Exercise prompt
Retyping the records exactly is the whole task.

Data supplied
*** Block opens ***
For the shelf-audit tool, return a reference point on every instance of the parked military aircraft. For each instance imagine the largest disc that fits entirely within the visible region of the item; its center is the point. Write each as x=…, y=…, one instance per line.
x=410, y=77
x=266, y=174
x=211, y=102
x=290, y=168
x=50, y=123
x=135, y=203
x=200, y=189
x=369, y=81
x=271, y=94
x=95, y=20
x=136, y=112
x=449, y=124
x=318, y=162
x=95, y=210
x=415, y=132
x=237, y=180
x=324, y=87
*** Block closes ***
Your solution
For the shelf-audit tool, return a reference point on every instance of the parked military aircraft. For each instance imagine the largest disc that fits entirely within the visible region of the item; its center is the point. Write each as x=…, y=…, one instance per line.
x=410, y=77
x=266, y=174
x=211, y=102
x=290, y=168
x=50, y=123
x=135, y=203
x=200, y=189
x=369, y=81
x=271, y=94
x=95, y=20
x=136, y=112
x=449, y=124
x=318, y=162
x=95, y=210
x=415, y=132
x=237, y=180
x=324, y=87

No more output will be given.